Records from a collection
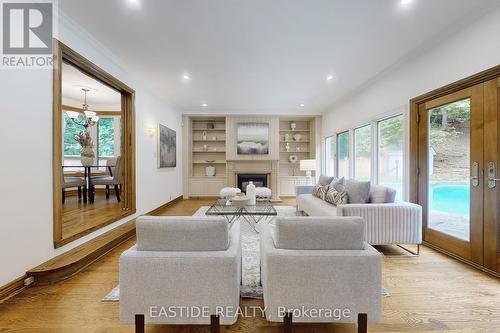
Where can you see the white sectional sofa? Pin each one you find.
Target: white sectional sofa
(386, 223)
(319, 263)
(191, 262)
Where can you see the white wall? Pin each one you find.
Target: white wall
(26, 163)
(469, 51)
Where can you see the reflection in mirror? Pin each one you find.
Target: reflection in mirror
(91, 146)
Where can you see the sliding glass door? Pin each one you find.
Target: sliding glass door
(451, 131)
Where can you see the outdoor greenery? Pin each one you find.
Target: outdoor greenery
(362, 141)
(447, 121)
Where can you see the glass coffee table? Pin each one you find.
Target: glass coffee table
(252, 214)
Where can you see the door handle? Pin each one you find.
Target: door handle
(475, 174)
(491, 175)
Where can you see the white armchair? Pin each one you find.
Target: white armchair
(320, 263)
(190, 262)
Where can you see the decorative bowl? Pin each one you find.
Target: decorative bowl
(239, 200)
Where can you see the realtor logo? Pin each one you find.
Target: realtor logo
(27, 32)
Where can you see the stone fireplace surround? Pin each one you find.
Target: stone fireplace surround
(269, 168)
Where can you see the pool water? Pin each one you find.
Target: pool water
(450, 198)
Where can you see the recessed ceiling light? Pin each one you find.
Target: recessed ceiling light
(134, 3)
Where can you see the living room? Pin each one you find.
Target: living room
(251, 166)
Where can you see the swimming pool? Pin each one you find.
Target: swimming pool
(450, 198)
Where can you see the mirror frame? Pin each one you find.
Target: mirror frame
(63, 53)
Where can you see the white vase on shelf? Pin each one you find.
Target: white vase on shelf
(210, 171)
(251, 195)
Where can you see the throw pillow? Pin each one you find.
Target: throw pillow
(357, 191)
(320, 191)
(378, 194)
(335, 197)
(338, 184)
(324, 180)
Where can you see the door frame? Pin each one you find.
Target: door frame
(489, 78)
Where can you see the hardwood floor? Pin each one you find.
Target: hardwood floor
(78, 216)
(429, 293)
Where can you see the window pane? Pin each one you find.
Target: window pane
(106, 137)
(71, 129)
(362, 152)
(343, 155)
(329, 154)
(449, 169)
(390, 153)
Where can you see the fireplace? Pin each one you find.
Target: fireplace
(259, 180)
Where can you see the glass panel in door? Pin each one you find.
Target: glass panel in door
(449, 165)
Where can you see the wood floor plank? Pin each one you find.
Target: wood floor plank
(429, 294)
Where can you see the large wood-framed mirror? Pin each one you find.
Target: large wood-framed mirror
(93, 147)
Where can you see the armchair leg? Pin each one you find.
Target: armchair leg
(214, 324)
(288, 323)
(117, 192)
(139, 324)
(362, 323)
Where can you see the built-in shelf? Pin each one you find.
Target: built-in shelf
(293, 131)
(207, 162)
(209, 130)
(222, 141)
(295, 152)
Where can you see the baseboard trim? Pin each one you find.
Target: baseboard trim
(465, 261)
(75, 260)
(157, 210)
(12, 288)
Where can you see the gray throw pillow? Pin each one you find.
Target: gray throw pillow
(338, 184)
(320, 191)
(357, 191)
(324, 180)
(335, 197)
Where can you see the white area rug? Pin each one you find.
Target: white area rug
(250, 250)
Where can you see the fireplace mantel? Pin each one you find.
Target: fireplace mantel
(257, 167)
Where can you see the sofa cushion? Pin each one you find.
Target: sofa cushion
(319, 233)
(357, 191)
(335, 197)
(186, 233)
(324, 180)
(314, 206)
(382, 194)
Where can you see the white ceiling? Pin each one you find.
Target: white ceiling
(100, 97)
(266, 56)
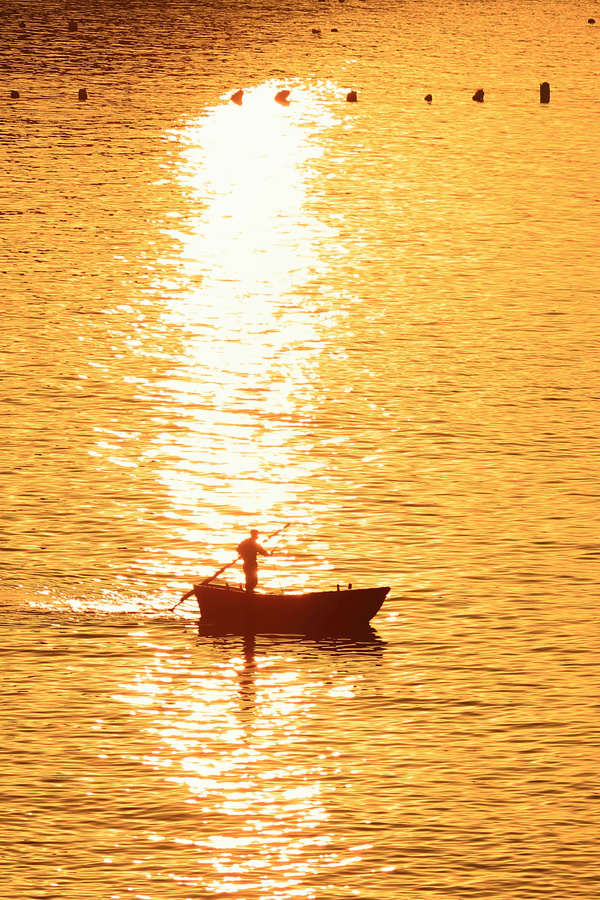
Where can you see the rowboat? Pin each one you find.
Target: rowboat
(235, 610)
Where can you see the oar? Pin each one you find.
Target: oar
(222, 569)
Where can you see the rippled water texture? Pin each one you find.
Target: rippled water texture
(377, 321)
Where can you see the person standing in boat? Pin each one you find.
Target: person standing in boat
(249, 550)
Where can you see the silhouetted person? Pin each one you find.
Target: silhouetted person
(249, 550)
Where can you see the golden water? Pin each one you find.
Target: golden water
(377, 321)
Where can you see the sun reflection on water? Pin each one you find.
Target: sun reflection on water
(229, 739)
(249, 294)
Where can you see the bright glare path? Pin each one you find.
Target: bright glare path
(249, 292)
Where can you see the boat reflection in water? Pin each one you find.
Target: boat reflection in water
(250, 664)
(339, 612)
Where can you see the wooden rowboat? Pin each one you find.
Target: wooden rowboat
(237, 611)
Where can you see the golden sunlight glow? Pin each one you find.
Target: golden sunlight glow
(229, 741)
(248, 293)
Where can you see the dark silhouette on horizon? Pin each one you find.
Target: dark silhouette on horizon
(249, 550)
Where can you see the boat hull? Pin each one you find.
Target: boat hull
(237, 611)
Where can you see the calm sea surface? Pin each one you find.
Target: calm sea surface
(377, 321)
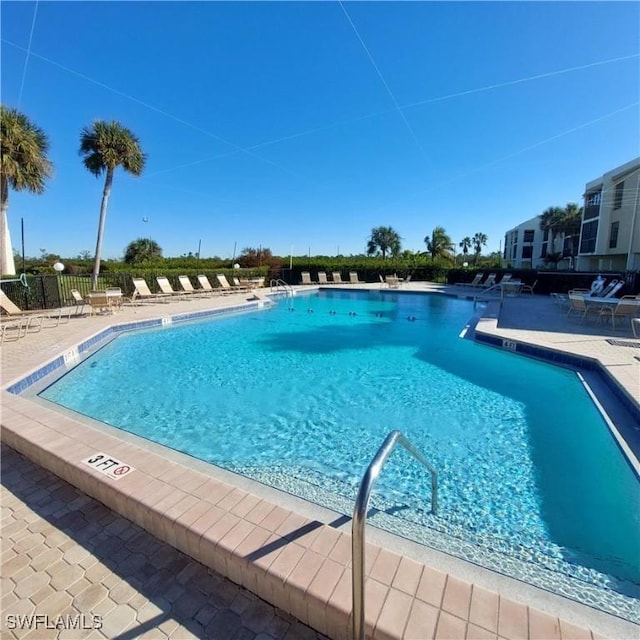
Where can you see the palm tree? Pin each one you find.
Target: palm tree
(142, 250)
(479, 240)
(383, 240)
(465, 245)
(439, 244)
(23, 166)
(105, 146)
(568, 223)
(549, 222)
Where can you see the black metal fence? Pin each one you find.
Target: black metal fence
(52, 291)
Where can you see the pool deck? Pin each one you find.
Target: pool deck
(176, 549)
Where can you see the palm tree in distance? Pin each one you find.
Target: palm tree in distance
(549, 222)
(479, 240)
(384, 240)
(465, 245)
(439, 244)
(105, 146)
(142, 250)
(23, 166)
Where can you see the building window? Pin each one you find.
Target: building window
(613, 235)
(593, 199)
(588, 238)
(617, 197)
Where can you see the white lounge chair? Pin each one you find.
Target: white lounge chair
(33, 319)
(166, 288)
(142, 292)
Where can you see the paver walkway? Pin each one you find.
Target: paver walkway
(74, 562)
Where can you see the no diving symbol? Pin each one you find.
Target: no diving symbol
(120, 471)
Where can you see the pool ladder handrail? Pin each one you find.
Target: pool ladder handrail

#### [Your objective]
For every line in the data above that has the string "ladder", return that line.

#### [Response]
Where can you see the pool ladder handrail? Pin each one you find.
Target: pool ladder handrail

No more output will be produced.